[Given records]
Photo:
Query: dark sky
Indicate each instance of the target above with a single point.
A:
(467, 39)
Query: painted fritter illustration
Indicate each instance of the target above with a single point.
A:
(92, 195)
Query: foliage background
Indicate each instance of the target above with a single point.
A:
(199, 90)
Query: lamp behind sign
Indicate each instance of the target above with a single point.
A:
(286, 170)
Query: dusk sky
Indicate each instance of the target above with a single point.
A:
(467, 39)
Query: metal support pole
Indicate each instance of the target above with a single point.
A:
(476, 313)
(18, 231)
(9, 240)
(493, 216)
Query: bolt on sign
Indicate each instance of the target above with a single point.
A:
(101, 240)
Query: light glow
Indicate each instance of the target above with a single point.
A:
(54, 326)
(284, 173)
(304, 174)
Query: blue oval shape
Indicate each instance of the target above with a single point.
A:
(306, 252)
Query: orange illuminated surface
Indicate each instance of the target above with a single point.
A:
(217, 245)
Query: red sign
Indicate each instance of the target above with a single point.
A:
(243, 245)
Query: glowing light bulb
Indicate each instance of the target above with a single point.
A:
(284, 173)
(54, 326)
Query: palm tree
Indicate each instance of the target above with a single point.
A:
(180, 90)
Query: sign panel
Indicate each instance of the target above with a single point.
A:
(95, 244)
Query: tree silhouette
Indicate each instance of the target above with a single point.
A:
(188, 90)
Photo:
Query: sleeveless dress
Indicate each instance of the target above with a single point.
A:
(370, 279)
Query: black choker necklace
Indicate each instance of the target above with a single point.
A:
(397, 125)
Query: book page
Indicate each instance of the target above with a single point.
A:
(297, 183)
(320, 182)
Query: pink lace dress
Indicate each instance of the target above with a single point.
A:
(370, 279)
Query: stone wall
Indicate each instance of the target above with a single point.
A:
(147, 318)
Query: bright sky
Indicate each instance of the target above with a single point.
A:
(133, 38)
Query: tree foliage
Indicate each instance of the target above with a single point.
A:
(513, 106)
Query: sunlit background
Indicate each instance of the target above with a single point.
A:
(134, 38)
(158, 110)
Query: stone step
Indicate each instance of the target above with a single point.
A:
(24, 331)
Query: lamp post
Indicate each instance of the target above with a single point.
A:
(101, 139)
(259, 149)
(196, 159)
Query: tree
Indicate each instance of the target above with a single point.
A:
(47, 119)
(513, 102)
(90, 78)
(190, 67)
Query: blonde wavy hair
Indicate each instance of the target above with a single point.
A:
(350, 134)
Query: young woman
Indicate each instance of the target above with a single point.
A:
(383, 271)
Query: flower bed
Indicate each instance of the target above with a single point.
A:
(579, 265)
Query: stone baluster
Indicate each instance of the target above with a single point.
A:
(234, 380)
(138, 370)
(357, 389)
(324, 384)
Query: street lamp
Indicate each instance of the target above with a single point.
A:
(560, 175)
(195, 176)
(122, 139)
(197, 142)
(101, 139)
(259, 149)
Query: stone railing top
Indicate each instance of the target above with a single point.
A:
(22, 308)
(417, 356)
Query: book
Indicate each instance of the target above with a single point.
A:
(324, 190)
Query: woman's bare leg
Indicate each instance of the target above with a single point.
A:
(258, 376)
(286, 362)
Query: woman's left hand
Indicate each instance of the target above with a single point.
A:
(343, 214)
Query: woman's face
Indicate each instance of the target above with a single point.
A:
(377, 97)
[/Given records]
Brief: Return every line from the records above that holds the word "sign".

Response area:
Query: lamp behind sign
Query: bolt on sign
Query: red sign
Query: sign panel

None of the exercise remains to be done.